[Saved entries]
»»
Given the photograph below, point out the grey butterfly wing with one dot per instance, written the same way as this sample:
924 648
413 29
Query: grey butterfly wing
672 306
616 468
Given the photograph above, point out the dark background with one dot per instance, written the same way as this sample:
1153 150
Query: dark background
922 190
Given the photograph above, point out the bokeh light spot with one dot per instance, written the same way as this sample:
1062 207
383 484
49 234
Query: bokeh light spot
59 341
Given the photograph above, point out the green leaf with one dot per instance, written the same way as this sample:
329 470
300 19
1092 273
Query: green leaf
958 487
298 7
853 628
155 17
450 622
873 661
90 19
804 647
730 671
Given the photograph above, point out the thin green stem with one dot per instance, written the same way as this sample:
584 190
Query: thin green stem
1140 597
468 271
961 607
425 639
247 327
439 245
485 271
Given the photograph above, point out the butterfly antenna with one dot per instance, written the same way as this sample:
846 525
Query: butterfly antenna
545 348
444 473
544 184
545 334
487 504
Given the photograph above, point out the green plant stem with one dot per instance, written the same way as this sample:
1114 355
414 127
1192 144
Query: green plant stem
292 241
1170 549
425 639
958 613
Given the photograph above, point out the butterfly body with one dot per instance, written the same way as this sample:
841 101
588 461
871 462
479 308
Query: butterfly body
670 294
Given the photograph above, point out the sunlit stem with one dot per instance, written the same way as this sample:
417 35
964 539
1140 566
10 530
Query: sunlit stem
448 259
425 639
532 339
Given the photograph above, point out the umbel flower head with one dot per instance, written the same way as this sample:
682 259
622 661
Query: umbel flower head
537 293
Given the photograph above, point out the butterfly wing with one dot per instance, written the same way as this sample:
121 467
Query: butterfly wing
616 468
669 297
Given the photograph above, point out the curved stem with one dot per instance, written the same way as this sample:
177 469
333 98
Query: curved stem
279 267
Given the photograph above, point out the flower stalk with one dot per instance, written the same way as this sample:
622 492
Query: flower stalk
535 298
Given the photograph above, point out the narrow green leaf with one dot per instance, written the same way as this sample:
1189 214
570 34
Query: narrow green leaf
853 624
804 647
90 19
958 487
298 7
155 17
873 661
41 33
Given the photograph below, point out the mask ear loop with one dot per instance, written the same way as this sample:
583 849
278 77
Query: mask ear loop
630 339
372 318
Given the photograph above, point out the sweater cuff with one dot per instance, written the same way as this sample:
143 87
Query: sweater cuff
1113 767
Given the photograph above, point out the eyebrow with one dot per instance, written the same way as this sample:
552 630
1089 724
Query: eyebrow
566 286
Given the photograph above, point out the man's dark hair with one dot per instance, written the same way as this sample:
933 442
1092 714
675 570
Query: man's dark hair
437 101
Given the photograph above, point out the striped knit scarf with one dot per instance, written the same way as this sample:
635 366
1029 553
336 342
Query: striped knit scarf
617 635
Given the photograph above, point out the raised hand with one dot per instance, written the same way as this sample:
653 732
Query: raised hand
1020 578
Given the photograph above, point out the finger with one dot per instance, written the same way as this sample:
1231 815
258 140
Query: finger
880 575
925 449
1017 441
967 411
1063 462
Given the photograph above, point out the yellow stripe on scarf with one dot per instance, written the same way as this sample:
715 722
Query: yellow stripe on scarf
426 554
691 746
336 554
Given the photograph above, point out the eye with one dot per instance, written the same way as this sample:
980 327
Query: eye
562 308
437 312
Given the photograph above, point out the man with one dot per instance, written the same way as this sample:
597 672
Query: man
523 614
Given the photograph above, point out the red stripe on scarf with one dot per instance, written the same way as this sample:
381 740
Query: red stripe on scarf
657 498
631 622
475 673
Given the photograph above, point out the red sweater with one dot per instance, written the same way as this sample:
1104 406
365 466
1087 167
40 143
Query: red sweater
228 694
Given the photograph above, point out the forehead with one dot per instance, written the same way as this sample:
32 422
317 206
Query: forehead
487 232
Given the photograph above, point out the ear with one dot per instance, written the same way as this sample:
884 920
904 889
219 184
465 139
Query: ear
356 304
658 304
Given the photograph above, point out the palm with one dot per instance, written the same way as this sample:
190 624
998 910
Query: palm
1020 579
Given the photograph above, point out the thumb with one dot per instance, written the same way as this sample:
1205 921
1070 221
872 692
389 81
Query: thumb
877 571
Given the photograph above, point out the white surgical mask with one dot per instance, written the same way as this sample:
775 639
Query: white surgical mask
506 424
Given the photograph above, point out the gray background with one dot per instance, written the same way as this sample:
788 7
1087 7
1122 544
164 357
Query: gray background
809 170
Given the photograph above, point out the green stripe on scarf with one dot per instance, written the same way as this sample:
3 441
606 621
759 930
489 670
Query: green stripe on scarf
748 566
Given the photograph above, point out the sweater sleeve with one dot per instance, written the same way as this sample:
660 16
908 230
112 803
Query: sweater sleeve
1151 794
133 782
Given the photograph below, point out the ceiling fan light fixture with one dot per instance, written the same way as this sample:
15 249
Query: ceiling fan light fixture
««
__AIM OF THE EXERCISE__. Give back, exactly and with nothing added, the lines from the line containing "Query: red stripe on scarf" through the final line of the records above, both of them included.

__ANSWER BOX__.
Query: red stripe on scarf
657 498
631 622
475 673
Given the photograph above, point out the red sweater with one dot per instance, written the same way as this sample:
1104 406
365 466
1087 167
40 143
Query: red sweater
228 694
Given the photograph above, point out the forehead with one dot per instance, written the same way as this sample:
32 422
317 206
Query: forehead
487 232
Given the photograph above, point out the ear with one dot per instance, written the same way as this sample:
884 920
904 889
219 184
465 139
Query: ear
356 304
658 304
Given the photograph above, point out the palm with one dot per instance, written the same way as this sample:
190 624
998 910
Query: palm
1020 579
Given the photograph above, point out the thumb with one dot per instance, written the same way as this sample:
1205 921
1070 221
872 692
389 81
Query: thumb
877 571
Given the photograph above, point out the white surgical mask with one dot per instance, written the same way as this sample:
775 639
Query: white surgical mask
506 424
Given the photograph above, point out the gray background with one dot per instance, written the same way as this sample:
788 7
1087 7
1122 544
164 357
Query: gray background
809 170
Given the photograph above, point out the green stripe on scarf with one dot per instance, written the same way as this sample:
3 441
606 621
759 930
489 670
Query: green stripe on scarf
748 566
Given the photograph above, point out the sweater sleeve with one dot per instance, written the same way as this sample:
660 16
908 230
112 803
Query: sweater sleeve
1151 794
133 782
Given the photograph below, point out the ceiling fan light fixture with one dot per instance, written the same way as this sample:
15 249
Query: ceiling fan light fixture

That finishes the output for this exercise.